─── Items

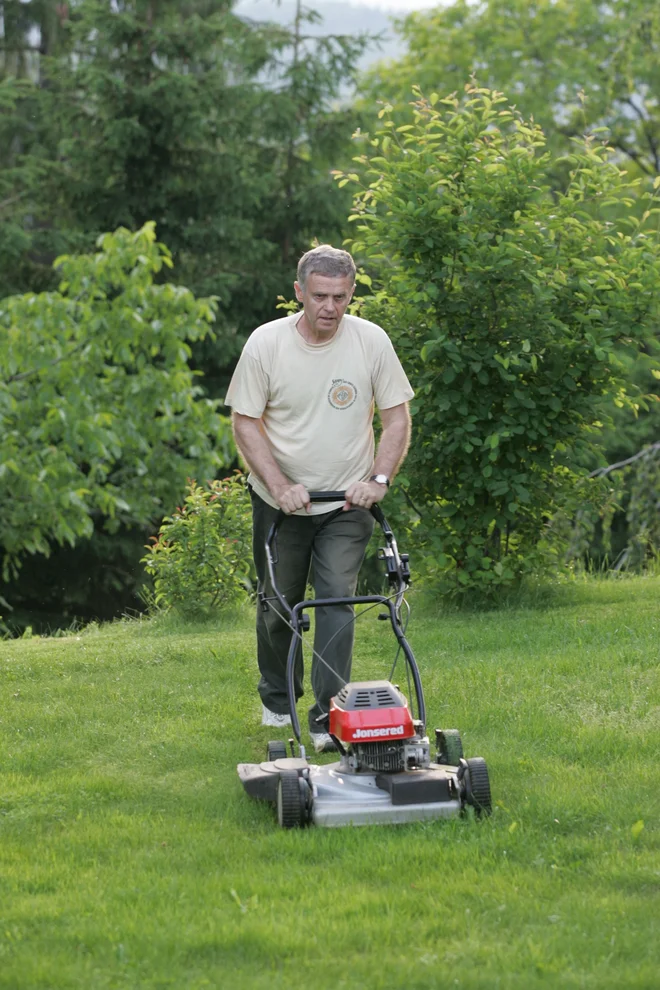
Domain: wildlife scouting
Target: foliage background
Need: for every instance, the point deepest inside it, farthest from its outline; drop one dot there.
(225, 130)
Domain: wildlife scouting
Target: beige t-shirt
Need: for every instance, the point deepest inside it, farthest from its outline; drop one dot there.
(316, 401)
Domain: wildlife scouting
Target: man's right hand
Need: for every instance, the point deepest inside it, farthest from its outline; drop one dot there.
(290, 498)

──────
─── Items

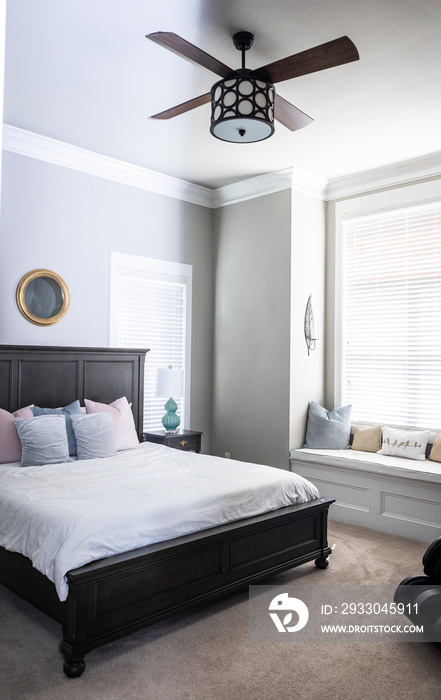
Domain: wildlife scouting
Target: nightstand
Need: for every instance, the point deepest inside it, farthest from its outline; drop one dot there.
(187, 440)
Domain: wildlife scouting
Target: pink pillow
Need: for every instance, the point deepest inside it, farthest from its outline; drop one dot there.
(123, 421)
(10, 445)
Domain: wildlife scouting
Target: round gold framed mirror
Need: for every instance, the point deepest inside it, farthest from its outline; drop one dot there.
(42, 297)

──────

== Exercise brief ==
Count the lines in the material above that contain the word "Target", matching case exactly. Give only the number.

== Exercise response ==
6